- _Text shown_
________
Mirror, Mirror on the wall … or the car window, or your smartphone? According to a new study, women check their reflections around eight times a day, and use any number of surfaces to do so, reported the Daily Mail.
The study, conducted by UK-based company Simple Skincare, surveyed 2,000 British women about their daily mirror-using habits. The results indicated that the majority of women feel compelled to consistently check their appearance throughout the day. Fifty percent of women reported that they wouldn’t leave their homes without some sort of mirror, and 10 percent of participants said that they use their compacts at least 10 times a day. The most common reasons listed for looking in the mirror were applying touch-ups to hair or makeup.
These results line up with findings from another UK survey released in March, which discovered that two-thirds of women found the prospect of going to work without makeup on to be more stressful than a job interview or a first date. Seventy percent of women reported that they wouldn’t go to the office without makeup on, while 31 percent wouldn’t even show up for a workout bare-faced.
The new survey also found that although women dedicate significant time to keeping up their appearances, they don't necessarily enjoy the process. About 75 percent of the women who participated told Simple Skincare that they “hate” looking in the mirror, while 39 percent reported that it negatively impacted their self-confidence.
________
- _Supplied information_
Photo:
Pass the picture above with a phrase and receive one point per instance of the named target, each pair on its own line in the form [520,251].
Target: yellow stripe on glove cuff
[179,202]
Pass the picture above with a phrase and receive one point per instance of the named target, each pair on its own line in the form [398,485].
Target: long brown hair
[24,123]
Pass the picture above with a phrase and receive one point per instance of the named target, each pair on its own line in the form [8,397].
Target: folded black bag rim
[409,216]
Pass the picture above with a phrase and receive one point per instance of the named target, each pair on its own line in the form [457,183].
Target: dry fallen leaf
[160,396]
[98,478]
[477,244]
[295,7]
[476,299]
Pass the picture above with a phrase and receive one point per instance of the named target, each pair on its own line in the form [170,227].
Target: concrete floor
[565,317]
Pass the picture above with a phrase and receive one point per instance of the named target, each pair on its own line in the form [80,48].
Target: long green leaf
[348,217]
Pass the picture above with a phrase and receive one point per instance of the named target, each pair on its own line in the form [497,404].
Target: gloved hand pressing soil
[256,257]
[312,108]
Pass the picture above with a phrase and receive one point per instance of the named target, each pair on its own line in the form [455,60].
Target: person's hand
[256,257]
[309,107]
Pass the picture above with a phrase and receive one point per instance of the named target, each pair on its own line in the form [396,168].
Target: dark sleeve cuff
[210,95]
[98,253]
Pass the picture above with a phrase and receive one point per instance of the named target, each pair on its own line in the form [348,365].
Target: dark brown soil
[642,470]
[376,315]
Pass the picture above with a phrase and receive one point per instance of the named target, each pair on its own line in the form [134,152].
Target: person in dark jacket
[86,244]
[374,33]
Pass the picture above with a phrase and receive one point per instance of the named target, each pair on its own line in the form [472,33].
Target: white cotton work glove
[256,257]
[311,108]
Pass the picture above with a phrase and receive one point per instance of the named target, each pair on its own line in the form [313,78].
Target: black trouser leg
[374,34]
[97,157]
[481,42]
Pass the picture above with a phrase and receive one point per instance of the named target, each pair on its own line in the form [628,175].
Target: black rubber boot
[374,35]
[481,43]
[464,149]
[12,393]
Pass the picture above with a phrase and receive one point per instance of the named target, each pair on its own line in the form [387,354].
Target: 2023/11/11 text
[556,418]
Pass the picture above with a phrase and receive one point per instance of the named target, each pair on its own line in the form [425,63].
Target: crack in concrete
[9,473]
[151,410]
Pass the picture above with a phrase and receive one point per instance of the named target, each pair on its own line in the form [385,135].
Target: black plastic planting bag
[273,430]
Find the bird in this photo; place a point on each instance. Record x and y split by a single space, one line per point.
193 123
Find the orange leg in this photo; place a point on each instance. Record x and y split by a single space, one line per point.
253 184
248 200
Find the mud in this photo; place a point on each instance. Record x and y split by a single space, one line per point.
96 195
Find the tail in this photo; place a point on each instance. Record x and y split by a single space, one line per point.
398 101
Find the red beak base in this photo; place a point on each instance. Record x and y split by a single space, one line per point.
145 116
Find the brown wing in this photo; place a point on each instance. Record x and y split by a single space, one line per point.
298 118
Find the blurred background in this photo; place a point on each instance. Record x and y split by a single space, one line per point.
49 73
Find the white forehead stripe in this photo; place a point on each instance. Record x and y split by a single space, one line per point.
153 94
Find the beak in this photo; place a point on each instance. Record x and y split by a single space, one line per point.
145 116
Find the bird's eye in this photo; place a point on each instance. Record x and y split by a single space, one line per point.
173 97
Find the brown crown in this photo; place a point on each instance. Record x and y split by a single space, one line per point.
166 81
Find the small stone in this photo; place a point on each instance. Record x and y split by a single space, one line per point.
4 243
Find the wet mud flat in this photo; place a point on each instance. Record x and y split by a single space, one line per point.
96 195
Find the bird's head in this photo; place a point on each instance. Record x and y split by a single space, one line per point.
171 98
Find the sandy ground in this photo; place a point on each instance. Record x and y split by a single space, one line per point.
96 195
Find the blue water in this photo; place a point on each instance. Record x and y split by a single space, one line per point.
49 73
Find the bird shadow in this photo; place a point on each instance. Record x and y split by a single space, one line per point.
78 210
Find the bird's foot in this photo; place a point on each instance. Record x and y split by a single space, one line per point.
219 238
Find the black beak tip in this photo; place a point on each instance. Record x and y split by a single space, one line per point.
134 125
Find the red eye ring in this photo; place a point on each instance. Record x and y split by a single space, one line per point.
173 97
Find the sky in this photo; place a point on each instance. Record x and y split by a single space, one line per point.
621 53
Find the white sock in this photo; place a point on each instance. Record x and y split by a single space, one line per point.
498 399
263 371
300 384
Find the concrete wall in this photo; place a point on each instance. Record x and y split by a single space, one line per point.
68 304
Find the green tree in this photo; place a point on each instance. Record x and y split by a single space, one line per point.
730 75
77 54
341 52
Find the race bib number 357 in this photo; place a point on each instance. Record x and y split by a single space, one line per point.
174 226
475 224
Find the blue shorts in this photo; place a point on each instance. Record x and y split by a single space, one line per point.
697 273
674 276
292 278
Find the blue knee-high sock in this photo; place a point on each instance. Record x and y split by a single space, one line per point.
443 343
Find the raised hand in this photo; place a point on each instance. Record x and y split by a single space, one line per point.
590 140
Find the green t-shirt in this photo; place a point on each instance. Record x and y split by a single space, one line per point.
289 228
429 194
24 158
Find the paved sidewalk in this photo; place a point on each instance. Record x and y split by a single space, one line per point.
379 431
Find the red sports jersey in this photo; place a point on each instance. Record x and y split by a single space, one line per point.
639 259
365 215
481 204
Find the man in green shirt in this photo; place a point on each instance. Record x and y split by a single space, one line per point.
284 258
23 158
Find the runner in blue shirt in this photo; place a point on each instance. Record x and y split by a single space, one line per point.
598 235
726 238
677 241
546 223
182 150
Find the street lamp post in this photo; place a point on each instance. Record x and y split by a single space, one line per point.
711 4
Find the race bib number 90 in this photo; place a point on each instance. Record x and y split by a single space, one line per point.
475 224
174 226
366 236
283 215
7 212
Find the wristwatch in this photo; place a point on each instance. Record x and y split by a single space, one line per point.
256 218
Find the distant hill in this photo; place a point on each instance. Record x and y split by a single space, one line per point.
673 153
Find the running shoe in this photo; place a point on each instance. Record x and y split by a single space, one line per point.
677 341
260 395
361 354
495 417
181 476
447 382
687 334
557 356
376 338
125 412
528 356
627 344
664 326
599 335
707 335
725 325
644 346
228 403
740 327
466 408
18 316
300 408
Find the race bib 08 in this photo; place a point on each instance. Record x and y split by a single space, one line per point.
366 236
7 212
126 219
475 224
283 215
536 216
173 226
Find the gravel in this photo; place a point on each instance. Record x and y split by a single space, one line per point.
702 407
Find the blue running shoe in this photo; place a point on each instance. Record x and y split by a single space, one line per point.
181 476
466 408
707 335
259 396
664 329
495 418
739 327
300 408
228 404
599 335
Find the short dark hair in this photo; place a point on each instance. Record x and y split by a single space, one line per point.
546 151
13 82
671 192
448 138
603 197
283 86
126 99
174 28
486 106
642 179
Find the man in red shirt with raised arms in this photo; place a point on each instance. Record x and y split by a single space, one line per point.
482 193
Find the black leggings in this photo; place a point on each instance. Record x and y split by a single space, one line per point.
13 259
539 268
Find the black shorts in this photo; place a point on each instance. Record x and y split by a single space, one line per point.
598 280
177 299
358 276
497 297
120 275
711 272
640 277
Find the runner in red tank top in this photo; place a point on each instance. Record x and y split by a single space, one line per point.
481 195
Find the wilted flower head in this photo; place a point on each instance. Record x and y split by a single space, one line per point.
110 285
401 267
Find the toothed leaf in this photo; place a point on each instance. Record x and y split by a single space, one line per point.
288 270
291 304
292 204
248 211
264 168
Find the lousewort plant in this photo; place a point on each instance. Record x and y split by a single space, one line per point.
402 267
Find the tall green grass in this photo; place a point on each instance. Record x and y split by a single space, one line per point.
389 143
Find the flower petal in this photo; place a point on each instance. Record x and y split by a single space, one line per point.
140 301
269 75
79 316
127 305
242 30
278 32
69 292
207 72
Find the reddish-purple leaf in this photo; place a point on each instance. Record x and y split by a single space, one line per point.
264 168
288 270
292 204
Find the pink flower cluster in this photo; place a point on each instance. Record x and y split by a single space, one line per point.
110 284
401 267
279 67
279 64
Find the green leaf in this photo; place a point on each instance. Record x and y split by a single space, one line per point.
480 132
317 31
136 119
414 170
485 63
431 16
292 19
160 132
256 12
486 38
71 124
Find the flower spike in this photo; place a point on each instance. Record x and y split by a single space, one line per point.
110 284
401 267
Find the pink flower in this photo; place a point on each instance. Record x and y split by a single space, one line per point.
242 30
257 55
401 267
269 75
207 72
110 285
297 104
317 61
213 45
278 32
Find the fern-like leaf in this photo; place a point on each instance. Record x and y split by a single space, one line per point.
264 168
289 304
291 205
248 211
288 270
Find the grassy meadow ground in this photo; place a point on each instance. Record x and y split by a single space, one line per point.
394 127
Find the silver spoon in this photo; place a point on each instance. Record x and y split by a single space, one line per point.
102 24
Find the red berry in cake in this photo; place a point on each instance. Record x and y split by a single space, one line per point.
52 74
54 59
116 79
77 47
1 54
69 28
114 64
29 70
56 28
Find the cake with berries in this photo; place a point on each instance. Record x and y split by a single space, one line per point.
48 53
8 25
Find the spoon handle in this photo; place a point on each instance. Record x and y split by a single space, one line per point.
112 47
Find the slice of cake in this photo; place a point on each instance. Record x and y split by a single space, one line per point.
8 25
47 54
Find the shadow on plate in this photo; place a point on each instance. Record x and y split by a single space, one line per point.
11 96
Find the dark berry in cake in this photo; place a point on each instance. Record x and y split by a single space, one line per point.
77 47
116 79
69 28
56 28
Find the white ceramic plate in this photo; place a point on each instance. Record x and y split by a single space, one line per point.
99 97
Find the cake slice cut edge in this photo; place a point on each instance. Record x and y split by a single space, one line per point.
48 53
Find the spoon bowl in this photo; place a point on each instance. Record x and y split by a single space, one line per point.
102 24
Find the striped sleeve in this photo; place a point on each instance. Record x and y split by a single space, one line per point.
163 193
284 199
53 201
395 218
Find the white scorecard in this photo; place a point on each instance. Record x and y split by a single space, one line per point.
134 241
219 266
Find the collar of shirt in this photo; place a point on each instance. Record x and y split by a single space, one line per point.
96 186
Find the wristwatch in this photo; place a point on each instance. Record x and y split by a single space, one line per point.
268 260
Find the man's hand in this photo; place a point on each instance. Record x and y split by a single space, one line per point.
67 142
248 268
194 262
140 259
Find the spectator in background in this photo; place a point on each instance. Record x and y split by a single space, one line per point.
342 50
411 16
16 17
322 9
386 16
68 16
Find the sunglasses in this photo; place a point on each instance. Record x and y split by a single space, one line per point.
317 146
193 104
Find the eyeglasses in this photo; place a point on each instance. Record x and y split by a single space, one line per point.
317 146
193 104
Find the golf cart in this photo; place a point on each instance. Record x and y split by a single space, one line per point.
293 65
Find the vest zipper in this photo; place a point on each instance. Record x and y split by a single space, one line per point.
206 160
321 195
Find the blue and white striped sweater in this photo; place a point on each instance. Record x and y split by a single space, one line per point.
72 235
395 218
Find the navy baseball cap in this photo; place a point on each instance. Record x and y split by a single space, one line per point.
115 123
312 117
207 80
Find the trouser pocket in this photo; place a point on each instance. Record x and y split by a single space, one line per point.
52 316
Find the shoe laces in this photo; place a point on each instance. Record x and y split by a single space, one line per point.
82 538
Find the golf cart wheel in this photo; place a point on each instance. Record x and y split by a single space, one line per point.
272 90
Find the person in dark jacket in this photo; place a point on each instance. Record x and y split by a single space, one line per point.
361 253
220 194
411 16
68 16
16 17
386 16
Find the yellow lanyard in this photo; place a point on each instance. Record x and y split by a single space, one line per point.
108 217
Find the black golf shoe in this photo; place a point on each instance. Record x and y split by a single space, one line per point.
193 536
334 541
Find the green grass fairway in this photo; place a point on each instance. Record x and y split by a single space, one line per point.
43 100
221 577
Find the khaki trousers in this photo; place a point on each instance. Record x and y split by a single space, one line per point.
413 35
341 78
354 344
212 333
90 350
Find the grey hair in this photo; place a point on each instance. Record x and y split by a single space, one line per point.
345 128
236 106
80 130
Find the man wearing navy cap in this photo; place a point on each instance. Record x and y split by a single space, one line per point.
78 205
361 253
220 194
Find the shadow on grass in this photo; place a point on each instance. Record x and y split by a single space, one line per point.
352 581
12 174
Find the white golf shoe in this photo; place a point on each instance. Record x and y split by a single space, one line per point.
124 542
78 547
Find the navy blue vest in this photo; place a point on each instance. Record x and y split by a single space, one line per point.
________
- _Work task 1_
Decide whether each statement agrees with the mirror-habits article: (a) the Simple Skincare study surveyed 2,000 British women; (b) half of the women said they use their compacts at least 10 times a day; (c) 39 percent of the women said looking in the mirror hurt their self-confidence. Answer yes or no for each and quote the words from the article that decide it.
- _Work task 2_
Carry on the mirror-habits article from its last sentence.

- _Answer 1_
(a) Yes: "surveyed 2,000 British women about their daily mirror-using habits"
(b) No: "10 percent of participants said that they use their compacts at least 10 times a day"
(c) Yes: "39 percent reported that it negatively impacted their self-confidence"

- _Answer 2_
So why continue these time-consuming beauty routines if they’re not even making us feel good? The answer, unsurprisingly, may be social pressure. “There is so much more attention on how women look compared with how men look, and women who constantly check their appearance are more likely to be self-conscious than vain,” Dr. Christine Bundy, a Senior Lecturer in Health and Medical Psychology at the University of Manchester told the Daily Mail.
This to female appearance extends to the workplace, according to a number of studies released in the last few years, and can impact perceptions of a female worker's traits and abilities. A survey commissioned by Proctor & Gamble last October found that the amount of makeup a woman wears impacts her perceived attractiveness, likeability, competence and trustworthiness, but the same survey found that women who wore “too much” makeup were perceived as less trustworthy (though still more competent and attractive than their fresh-faced colleagues). And another survey released in November 2011 found that 1/3 of British bosses thought that female workers looked too done up. When it comes to attractiveness -- especially in the workplace -- it may be hard for some women to feel like they’ve ever got it right. It's enough to make you double-check your reflection all day long.